---------- RECORDS TO USE

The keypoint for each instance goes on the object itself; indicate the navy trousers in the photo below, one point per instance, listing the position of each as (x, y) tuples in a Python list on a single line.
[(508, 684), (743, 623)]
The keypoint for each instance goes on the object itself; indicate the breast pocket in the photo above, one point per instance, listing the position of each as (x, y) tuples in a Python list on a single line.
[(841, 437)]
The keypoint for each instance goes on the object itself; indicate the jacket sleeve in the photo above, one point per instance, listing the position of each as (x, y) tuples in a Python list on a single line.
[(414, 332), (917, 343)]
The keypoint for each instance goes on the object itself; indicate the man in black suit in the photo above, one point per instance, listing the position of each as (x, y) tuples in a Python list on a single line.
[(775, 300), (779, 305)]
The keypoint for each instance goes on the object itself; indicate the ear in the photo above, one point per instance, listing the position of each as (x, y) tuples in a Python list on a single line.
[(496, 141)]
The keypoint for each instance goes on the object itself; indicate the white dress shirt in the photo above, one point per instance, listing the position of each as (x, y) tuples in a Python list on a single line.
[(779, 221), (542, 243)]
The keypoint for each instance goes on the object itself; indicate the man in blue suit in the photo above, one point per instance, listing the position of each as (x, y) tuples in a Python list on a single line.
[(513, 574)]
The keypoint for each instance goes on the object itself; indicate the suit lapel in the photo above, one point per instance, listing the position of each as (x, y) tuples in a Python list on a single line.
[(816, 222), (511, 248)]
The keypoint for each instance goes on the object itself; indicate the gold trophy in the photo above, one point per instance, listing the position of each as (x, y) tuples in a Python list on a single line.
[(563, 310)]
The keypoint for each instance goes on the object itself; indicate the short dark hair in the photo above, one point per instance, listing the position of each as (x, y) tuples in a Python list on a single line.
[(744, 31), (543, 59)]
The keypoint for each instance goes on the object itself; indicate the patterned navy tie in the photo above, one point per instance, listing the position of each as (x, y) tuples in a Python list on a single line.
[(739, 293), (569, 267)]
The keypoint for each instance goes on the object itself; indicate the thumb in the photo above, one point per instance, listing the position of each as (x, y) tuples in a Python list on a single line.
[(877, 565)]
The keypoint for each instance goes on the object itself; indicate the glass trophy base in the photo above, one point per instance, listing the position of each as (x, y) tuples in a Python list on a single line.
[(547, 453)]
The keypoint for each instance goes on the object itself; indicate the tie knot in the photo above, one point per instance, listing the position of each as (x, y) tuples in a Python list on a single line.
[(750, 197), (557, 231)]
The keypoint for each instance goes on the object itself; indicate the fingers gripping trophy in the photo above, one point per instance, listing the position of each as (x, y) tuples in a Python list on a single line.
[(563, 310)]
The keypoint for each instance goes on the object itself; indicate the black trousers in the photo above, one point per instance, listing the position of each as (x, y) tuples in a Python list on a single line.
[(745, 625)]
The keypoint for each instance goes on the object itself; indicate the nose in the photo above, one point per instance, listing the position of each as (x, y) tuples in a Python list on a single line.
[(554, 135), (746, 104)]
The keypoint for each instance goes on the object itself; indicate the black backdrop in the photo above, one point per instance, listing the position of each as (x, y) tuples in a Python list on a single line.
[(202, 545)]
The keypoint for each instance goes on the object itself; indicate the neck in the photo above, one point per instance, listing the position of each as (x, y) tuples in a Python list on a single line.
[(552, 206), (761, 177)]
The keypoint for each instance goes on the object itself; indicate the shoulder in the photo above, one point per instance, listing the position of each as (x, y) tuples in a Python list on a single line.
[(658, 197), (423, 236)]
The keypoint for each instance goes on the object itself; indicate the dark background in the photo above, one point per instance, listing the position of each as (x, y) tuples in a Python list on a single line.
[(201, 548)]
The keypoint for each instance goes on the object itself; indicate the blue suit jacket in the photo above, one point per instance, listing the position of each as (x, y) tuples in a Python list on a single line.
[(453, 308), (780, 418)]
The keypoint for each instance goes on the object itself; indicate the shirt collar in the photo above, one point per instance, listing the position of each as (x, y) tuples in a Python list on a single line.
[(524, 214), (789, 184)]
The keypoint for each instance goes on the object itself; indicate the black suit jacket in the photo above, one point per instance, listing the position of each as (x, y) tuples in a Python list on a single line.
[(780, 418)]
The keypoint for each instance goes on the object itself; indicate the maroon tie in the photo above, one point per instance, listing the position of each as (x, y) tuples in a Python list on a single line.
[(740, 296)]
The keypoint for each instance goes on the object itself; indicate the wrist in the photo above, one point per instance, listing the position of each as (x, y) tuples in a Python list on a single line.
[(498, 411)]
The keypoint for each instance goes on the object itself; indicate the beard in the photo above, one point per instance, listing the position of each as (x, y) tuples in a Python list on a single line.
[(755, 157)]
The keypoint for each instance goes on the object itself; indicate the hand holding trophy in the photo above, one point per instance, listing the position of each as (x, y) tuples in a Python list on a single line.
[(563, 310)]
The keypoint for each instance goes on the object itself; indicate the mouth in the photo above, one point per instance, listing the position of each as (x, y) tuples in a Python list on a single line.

--------------------

» **EXERCISE INSTRUCTIONS**
Rewrite every line of the material in full, beginning at the line that contains "indicate the breast" and stopping after the line that contains "[(744, 31), (543, 59)]". Shift each x and y coordinate by -22.

» **FINISHED TASK**
The keypoint for each instance goes on the object itself; indicate the breast pocket in the photo above, one point per instance, listing the position of each as (x, y) tuples in a Python list on a single line.
[(819, 415)]
The keypoint for each instance goes on the object itself; indicate the jacket sleeve in the photo above, one point per instance, listing the position of each as (x, y) tuples in a Python list on a single line.
[(392, 310), (895, 321)]
The keypoint for each instance goes on the object itself; indicate the man in black suit in the photo above, one point per instance, listing the position of each as (x, y) tuples in a Python list on a single line.
[(753, 278), (757, 283)]
The keypoint for each instance goes on the object itself; indicate the ear in the photo above, one point per instance, listing the position of each as (x, y) tuples in a Python list on a single line.
[(474, 119)]
The keypoint for each instance goes on the object itself; indicate the white dress shirt in the photo above, one point per instance, listing the position of each as (x, y) tuples in a Python list on a single line.
[(757, 199), (520, 221)]
The keypoint for each instance goes on the object itself; indicate the man in blue suit in the photo above, one point per instance, listing the position of each as (x, y) tuples in a Python list on a single line.
[(491, 552)]
The keypoint for each instance goes on the object itself; indicate the suit lapel in the photo above, one point per instance, listing the position of each as (x, y) tuples in a Python list on a single line.
[(794, 200), (489, 226)]
The keypoint for each instance goes on the object itself; indicate the gold trophy in the photo above, one point per instance, listing the position of each as (x, y) tuples in a Python list on a single line.
[(541, 288)]
The keypoint for each instance goes on the object itself; indicate the short dark hair in the photo above, one point per instance, listing the position of each as (x, y) tuples in a Python list on a single line.
[(722, 9), (521, 37)]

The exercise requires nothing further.